Excerpted data.
»»
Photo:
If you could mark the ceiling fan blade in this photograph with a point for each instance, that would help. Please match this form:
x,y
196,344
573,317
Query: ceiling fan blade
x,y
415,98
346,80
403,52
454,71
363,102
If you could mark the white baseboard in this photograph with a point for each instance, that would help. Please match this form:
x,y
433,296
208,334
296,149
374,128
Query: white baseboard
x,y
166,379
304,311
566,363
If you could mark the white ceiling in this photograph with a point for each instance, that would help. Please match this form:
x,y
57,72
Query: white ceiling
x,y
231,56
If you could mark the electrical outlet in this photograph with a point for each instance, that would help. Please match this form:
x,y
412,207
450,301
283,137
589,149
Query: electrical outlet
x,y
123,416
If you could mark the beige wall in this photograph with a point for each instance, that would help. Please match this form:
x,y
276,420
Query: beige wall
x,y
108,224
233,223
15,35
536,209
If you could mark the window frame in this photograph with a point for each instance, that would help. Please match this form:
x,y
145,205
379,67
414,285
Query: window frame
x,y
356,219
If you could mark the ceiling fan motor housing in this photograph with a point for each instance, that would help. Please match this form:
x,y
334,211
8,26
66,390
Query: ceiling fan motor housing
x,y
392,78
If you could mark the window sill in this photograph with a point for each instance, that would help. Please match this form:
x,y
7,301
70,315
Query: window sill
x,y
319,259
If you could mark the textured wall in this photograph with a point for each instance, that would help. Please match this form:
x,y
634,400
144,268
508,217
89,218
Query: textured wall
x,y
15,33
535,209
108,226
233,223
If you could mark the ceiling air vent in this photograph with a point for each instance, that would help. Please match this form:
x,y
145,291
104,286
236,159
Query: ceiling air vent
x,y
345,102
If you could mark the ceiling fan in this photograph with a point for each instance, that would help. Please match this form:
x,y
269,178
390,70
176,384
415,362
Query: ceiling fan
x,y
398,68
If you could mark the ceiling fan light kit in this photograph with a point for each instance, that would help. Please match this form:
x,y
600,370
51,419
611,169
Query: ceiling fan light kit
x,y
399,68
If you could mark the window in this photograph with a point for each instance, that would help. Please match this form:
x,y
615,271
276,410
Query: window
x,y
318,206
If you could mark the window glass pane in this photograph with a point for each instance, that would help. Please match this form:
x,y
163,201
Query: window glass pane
««
Problem to solve. Repeat all of the lines above word for word, from the first through the last.

Solution to the problem.
Photo:
If you could mark the ceiling fan blade in this photograph with a point for each instance, that would help. Please match this form:
x,y
196,344
573,317
Query: ceiling fan blade
x,y
415,98
346,80
403,52
454,71
363,102
If you could mark the white baseboard in this photograph with a point for each instance, that would help. Please match this form:
x,y
433,296
208,334
296,149
374,128
Query: white baseboard
x,y
166,379
304,311
566,363
If you could mark the white ceiling in this photograph with a point for each instance, that would help. Please match this form:
x,y
57,72
Query: white ceiling
x,y
231,56
If you could mark the electrical outlet in this photograph with a point for each instance, that would help. Please match this form:
x,y
412,207
450,301
283,137
589,149
Query: electrical outlet
x,y
123,416
If you could mark the beige wall in this photograph with a point for each instance, that would help. Please match this form:
x,y
276,420
Query: beige wall
x,y
108,224
233,223
15,35
536,209
If you could mark the window frame in this photograph with a point for each instance, that would help. Please match this form:
x,y
145,205
379,67
414,285
Query: window frame
x,y
356,219
If you could mark the ceiling fan motor housing in this photograph with a point for each instance, that would help. Please match this form:
x,y
334,211
8,26
66,390
Query: ceiling fan motor housing
x,y
392,78
If you could mark the window sill in this photograph with a point for each instance, that would help. Please match this form:
x,y
7,301
70,315
Query: window sill
x,y
319,259
If you could mark the textured wall in this photograph with a point for each instance, that would help. Please match this form:
x,y
634,400
144,268
508,217
89,218
Query: textured wall
x,y
15,33
535,209
108,226
233,223
If you could mark the ceiling air vent in this photograph with a point for each instance, that would help. Please match this form:
x,y
145,291
104,286
236,159
Query: ceiling air vent
x,y
345,102
If you could mark the ceiling fan in this photograph with a point for each instance, that would help. Please match this form:
x,y
269,178
390,70
176,384
415,362
Query: ceiling fan
x,y
398,68
If you could mark the ceiling fan light kit in this photograph with a point for each instance, that would help. Please match this form:
x,y
600,370
51,419
611,169
Query: ceiling fan light kit
x,y
399,68
If you could mark the window in this photograph with a point for each instance, that would help. Please match this form:
x,y
615,271
276,410
Query: window
x,y
318,206
If you could mark the window glass pane in this photograph with a point for each instance, that would help. Please match this form:
x,y
163,201
Query: window glass pane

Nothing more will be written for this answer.